What you are asked to do. In the text on local vaccine manufacturing, what will local vaccine manufacturers have to rely on as back-up until the electricity situation improves?

Local vaccine manufacturers will have to rely on solar-powered generators as back-up, pending when electricity situation will improve in the country.

The Minister of Health, Dr Osagie Ehanire, said this during the News Agency of Nigeria (NAN) ministerial forum in Abuja.

He was reacting to President Muhammadu Buhari’s position during visit to South Korea in October, where he expressed the country’s readiness to become a global hub for manufacturing and distribution of vaccines.

The president also called for speedy take-off of local production of mRNA vaccines.

While addressing the World Bio Summit 2022 too, Buhari again pledged commitment to the global response to known or emerging pathogens, including the global vaccine assurance ecosystem and equitable access for all.

These were after the World Health Organisation (WHO) selected Nigeria as one of six African countries to receive the technology needed to produce the vaccines.

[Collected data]
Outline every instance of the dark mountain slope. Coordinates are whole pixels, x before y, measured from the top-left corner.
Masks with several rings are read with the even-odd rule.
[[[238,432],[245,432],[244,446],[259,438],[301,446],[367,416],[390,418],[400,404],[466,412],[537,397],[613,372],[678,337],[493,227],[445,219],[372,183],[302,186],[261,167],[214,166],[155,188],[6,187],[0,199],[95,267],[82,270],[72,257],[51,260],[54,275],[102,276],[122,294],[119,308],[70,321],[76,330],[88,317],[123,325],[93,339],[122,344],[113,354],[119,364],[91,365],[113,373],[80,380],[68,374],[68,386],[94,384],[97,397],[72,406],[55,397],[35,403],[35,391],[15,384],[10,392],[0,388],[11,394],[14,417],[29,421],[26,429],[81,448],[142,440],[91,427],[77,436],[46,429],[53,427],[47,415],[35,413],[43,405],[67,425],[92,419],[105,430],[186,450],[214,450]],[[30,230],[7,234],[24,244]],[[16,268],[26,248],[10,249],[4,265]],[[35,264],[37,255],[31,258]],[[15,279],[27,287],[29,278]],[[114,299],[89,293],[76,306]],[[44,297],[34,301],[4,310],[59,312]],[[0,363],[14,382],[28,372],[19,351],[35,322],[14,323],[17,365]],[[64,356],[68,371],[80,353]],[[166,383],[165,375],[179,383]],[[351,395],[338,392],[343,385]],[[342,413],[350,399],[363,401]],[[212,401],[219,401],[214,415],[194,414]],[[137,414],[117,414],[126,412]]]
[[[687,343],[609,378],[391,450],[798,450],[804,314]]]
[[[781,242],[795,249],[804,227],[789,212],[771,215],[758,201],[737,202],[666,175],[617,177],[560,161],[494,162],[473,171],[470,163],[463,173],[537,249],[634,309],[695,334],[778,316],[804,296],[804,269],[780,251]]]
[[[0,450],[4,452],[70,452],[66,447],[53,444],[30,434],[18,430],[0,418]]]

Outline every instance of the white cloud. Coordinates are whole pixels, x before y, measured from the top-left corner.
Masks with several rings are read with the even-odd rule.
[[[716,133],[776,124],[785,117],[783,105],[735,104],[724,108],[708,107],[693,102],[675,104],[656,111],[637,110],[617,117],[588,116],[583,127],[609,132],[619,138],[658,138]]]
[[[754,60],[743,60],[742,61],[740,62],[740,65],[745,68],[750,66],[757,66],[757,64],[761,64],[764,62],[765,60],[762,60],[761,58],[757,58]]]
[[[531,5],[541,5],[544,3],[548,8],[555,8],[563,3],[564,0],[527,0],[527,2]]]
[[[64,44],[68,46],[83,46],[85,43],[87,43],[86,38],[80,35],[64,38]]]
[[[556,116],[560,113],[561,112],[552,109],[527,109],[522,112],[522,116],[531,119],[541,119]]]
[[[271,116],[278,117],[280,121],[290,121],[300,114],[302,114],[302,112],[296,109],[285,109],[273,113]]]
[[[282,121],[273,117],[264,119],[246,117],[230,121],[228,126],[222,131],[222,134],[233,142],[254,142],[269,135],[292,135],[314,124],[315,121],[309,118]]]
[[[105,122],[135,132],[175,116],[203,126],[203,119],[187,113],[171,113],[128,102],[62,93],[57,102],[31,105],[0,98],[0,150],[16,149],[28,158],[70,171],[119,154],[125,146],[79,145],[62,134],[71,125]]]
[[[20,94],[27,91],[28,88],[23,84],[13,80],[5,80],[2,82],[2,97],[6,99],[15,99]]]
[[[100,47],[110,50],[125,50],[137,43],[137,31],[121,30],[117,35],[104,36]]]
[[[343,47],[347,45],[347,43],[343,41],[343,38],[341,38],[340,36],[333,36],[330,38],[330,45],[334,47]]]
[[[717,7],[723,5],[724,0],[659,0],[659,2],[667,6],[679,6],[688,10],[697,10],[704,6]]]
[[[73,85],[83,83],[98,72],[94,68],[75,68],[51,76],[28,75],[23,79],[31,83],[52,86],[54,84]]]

Solution to the exercise. Solar-powered generators.